━━━━━ Source data ━━━━━

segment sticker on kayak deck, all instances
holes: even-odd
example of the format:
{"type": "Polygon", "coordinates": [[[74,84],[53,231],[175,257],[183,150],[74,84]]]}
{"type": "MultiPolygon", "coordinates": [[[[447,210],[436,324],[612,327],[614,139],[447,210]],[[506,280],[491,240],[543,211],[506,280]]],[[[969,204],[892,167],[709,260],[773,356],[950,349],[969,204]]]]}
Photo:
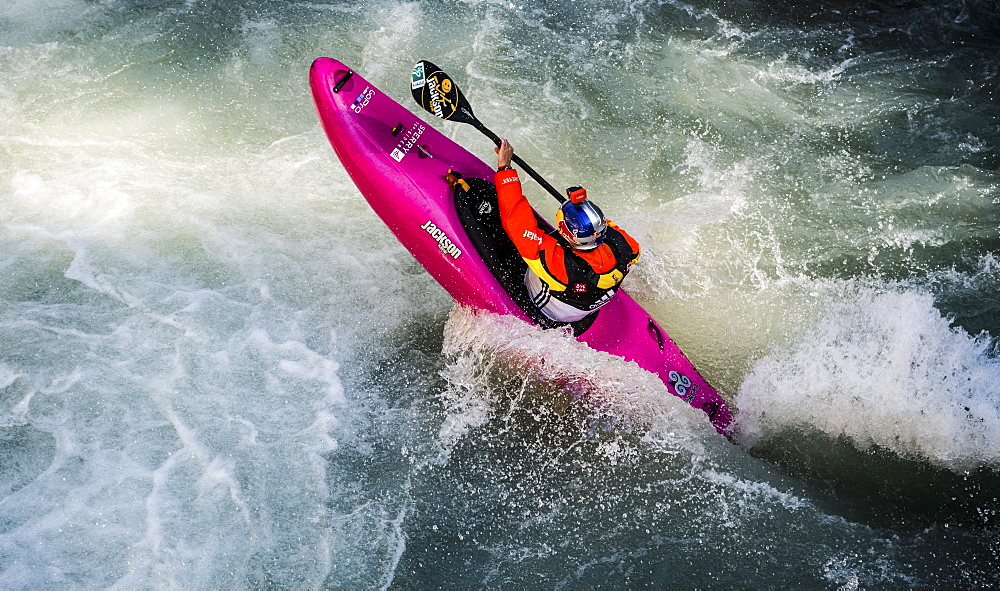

━━━━━

• What the exercise asks: The line containing "example of the" and every line after it, through the end of the data, are to be output exactly. Omit the pictures.

• Reply:
example of the format:
{"type": "Polygon", "coordinates": [[[74,84],[53,231],[175,257],[183,150],[74,84]]]}
{"type": "MultiPolygon", "coordinates": [[[[447,210],[436,324],[612,327],[614,139],[447,210]],[[506,280],[491,240],[543,211],[506,280]]],[[[969,204],[892,167],[709,260],[773,356],[950,349],[969,204]]]]}
Photo:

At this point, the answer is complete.